### DATASET EXCERPTS
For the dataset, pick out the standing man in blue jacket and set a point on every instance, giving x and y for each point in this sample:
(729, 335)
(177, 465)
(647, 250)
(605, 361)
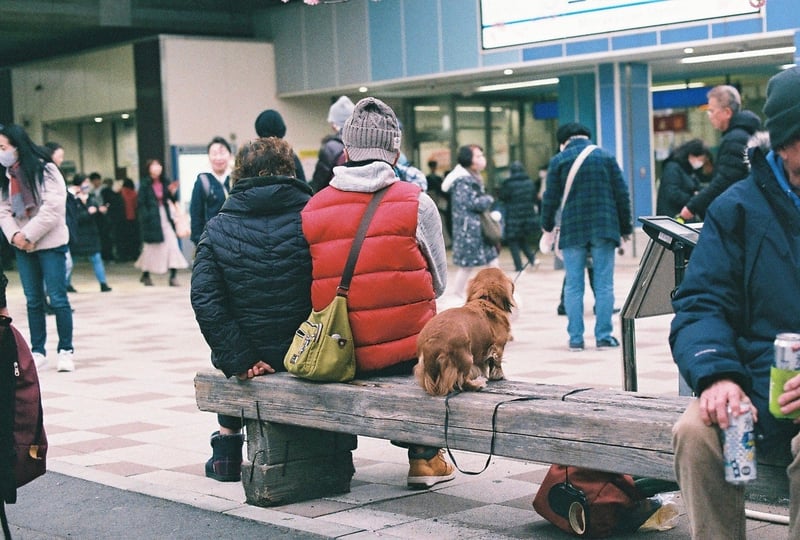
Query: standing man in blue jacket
(596, 215)
(742, 287)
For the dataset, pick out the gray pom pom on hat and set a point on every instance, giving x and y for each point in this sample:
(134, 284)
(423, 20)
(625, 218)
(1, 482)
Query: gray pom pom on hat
(340, 111)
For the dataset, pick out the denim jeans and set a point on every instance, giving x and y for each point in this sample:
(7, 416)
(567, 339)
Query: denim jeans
(602, 253)
(715, 507)
(47, 267)
(97, 265)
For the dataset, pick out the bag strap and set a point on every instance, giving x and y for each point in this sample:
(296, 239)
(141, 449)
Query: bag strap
(494, 428)
(4, 521)
(352, 257)
(573, 171)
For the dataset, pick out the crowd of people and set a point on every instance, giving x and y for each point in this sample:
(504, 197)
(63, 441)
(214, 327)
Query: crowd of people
(266, 255)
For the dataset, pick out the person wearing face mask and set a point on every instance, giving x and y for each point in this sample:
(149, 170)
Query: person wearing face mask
(210, 189)
(161, 251)
(84, 236)
(468, 198)
(33, 219)
(679, 181)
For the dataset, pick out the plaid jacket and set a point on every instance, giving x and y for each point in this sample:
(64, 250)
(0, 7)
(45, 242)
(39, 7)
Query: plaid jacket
(598, 206)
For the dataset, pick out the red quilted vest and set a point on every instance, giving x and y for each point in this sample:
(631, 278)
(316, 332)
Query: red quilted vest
(391, 295)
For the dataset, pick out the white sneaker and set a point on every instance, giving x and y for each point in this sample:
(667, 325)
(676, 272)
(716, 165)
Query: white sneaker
(65, 362)
(39, 360)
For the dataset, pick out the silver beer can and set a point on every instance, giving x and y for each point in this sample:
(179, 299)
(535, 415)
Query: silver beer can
(787, 351)
(739, 447)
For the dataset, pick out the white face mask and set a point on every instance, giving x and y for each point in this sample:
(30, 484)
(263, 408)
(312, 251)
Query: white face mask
(8, 157)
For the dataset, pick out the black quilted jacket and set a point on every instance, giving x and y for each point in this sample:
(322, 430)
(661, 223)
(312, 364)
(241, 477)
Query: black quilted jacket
(251, 281)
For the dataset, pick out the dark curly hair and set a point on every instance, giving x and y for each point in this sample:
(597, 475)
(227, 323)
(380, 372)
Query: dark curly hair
(267, 156)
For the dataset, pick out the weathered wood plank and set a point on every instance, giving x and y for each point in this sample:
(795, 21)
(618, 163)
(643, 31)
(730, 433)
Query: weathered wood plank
(270, 485)
(270, 444)
(601, 429)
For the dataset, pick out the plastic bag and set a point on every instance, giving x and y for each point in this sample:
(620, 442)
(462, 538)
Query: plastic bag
(666, 517)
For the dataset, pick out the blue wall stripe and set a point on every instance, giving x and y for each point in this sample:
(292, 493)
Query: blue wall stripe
(422, 37)
(736, 28)
(606, 136)
(783, 15)
(530, 54)
(460, 34)
(647, 39)
(587, 47)
(385, 41)
(682, 35)
(319, 29)
(502, 57)
(351, 34)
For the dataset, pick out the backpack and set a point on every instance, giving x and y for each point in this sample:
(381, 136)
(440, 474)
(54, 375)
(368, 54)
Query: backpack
(590, 503)
(23, 442)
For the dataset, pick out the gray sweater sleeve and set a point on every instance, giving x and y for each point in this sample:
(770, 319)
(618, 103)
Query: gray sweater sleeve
(431, 241)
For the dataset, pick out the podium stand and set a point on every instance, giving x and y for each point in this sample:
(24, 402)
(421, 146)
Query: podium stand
(658, 276)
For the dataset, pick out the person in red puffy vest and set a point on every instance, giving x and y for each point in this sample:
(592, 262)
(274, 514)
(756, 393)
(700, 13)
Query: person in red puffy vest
(402, 266)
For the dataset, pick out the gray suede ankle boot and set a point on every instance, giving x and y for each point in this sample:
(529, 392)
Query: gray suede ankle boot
(225, 464)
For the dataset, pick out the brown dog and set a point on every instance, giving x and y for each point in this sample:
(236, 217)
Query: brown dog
(462, 347)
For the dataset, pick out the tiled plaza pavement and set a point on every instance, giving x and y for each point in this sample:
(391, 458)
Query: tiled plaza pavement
(127, 416)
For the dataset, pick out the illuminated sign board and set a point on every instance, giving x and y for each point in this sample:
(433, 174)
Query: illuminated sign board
(506, 23)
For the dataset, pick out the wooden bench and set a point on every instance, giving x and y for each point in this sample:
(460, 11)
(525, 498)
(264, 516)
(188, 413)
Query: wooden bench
(300, 434)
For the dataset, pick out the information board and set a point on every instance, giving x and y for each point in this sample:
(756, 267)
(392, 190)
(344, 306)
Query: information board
(506, 23)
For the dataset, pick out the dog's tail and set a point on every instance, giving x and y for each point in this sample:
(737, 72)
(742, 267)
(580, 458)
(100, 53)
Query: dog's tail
(439, 377)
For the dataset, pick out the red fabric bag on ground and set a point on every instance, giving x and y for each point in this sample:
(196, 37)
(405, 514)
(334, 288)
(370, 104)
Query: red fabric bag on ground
(22, 423)
(588, 503)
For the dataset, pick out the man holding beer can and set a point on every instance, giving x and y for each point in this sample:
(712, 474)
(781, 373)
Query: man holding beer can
(740, 291)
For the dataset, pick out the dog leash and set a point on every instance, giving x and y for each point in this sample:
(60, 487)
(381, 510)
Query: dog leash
(527, 264)
(494, 428)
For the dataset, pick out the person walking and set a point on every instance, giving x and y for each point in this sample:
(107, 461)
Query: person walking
(468, 199)
(161, 252)
(210, 189)
(595, 215)
(269, 123)
(331, 153)
(84, 238)
(726, 115)
(679, 182)
(33, 219)
(128, 240)
(740, 290)
(264, 283)
(518, 193)
(402, 266)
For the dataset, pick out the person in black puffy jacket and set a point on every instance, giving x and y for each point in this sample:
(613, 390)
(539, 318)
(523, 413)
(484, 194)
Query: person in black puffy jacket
(725, 114)
(251, 280)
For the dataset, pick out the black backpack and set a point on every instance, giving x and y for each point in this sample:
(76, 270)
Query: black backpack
(23, 442)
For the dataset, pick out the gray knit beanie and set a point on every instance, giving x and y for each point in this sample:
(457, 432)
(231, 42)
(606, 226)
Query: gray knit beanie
(372, 132)
(340, 111)
(782, 107)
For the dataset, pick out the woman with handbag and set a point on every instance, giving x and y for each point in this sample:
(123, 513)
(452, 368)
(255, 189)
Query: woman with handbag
(468, 199)
(251, 279)
(161, 251)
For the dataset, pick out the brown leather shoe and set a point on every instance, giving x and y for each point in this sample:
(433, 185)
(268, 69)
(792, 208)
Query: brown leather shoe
(426, 473)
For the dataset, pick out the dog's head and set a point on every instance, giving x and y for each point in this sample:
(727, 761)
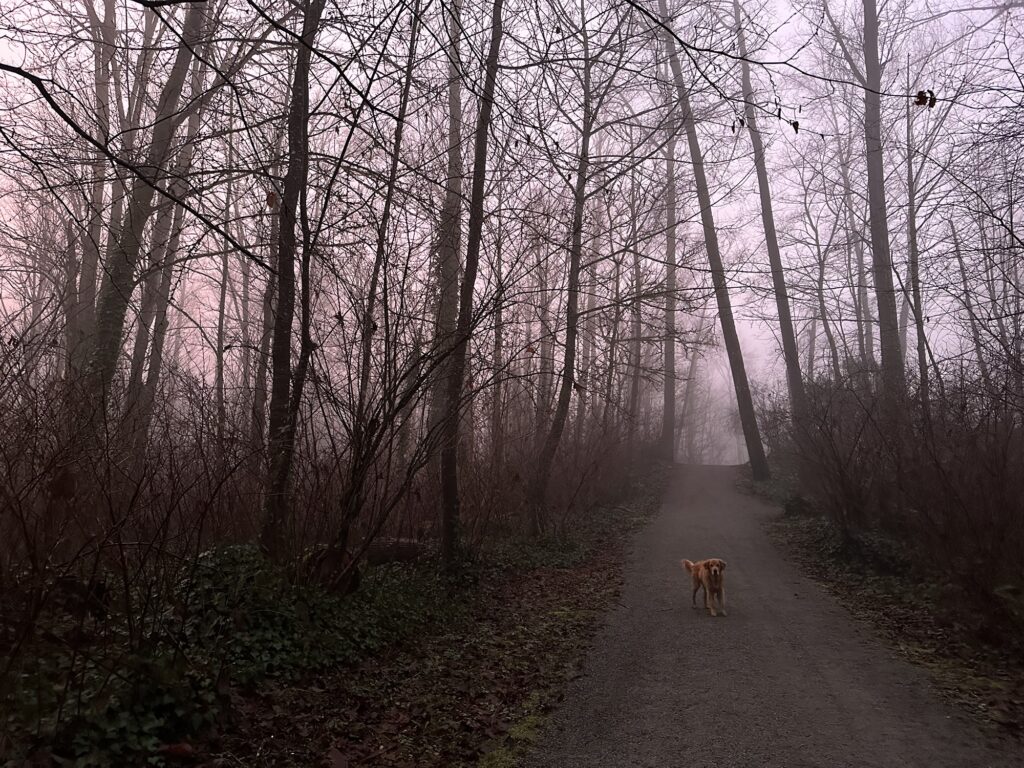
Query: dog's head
(715, 567)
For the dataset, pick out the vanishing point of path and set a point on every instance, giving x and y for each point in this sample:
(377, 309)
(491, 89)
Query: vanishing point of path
(787, 679)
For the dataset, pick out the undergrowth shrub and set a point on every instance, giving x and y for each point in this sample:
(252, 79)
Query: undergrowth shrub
(97, 697)
(947, 488)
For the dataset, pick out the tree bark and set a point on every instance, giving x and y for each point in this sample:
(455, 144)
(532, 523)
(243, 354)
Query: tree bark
(893, 378)
(450, 227)
(452, 426)
(119, 284)
(548, 451)
(798, 398)
(752, 434)
(276, 510)
(669, 407)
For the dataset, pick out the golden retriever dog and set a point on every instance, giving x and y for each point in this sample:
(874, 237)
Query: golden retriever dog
(709, 573)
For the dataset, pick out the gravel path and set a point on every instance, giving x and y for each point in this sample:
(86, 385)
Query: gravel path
(786, 679)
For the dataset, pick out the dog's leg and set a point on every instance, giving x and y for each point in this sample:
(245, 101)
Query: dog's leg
(709, 599)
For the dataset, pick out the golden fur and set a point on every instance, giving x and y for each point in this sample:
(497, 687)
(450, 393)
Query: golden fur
(710, 574)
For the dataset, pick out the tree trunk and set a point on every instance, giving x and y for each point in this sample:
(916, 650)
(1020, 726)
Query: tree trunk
(549, 450)
(452, 426)
(119, 283)
(282, 431)
(914, 273)
(798, 399)
(669, 408)
(450, 227)
(893, 379)
(752, 434)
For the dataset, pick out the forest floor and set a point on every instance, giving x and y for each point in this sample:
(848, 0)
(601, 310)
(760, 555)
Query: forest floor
(972, 663)
(472, 689)
(788, 678)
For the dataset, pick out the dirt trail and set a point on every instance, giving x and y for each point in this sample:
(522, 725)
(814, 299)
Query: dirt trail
(786, 679)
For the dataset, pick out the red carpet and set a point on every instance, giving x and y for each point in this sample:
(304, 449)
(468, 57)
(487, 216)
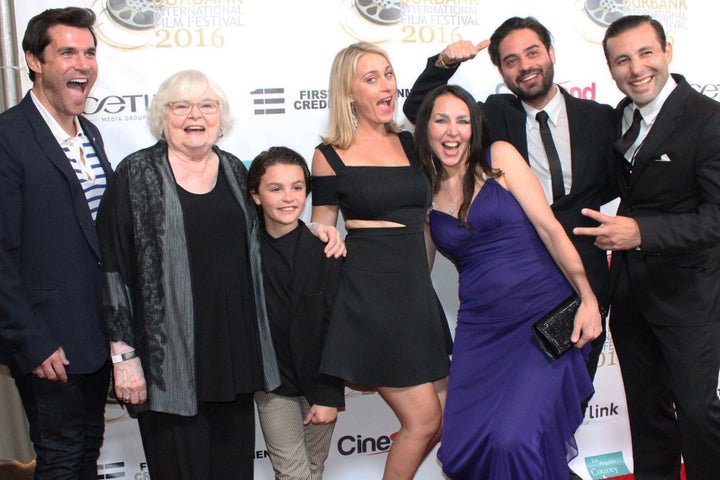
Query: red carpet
(632, 477)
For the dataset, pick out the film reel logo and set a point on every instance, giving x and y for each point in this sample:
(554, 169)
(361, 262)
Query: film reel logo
(126, 24)
(371, 20)
(604, 12)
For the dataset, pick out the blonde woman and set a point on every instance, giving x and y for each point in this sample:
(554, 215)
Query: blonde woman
(388, 330)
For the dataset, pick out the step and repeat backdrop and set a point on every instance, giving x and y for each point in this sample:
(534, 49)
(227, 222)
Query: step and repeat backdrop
(273, 57)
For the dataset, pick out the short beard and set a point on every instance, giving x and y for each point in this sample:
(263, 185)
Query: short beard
(548, 76)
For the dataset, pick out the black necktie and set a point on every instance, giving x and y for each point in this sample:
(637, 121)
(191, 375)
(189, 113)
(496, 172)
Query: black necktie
(553, 158)
(629, 137)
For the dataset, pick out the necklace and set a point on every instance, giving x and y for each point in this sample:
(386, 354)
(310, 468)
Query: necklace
(453, 202)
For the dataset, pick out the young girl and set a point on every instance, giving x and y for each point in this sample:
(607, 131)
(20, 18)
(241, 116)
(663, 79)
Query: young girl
(298, 418)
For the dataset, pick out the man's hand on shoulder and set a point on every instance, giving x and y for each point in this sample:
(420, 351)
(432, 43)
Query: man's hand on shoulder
(459, 52)
(53, 368)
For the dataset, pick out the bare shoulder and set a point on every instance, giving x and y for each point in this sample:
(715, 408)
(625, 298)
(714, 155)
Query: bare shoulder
(505, 156)
(320, 166)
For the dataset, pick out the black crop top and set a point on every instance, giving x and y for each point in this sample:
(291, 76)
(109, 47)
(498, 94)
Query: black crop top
(395, 194)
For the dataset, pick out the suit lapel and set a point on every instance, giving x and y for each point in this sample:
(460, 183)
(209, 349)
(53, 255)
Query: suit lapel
(663, 128)
(57, 157)
(578, 128)
(517, 133)
(621, 178)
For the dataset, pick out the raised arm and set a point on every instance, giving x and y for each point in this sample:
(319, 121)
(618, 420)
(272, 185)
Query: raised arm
(439, 69)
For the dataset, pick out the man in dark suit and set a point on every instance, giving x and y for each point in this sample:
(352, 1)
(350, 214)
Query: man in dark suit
(583, 131)
(665, 271)
(53, 171)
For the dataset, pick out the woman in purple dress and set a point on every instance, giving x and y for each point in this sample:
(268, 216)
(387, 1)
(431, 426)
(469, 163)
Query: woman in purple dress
(511, 412)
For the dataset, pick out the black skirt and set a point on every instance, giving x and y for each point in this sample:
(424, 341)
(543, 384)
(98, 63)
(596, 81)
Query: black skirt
(388, 328)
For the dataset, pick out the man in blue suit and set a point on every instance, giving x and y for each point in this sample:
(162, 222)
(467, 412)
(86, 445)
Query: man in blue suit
(583, 131)
(53, 172)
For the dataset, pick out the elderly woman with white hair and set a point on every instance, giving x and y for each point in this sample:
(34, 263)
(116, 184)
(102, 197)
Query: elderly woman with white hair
(184, 303)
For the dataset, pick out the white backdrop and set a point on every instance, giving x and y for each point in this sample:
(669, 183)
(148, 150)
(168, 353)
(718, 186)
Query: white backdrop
(272, 57)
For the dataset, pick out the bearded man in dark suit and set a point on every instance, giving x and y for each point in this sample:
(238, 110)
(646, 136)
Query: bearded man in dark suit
(582, 130)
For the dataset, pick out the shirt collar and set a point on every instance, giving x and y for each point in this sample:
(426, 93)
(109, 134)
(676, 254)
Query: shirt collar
(553, 109)
(58, 132)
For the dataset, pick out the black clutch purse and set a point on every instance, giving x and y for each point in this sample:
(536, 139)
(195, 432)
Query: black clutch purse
(553, 330)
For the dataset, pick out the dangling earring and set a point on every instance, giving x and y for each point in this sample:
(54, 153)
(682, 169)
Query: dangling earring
(353, 113)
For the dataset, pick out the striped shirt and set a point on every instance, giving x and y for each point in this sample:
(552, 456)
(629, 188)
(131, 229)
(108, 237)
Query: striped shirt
(87, 167)
(81, 155)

### WORK REQUIRED
Send back exactly the lines from the line with "For the dataset, pick out the shirt" through the end of the records.

### FULL SOLUTION
For the dataset, pick out the shirt collar and set a point on every instance, giving x and y for each point in this sample:
(426, 93)
(109, 134)
(676, 254)
Query: shirt collar
(553, 109)
(58, 132)
For the dataset, pick out the black clutch purse and set a point on every instance, giving x and y for each point in this sample:
(536, 139)
(195, 432)
Query: black clutch purse
(553, 330)
For the dataset, pick out the dangling earring and set a point on every instance, giving x and y for each point in this sample:
(54, 153)
(682, 169)
Query: dangling earring
(353, 113)
For the dataset, pick out the striped shirt and set a point on every instance, giving x and y for each point in this sample:
(552, 456)
(629, 188)
(131, 229)
(108, 237)
Query: striped shirt
(87, 167)
(81, 155)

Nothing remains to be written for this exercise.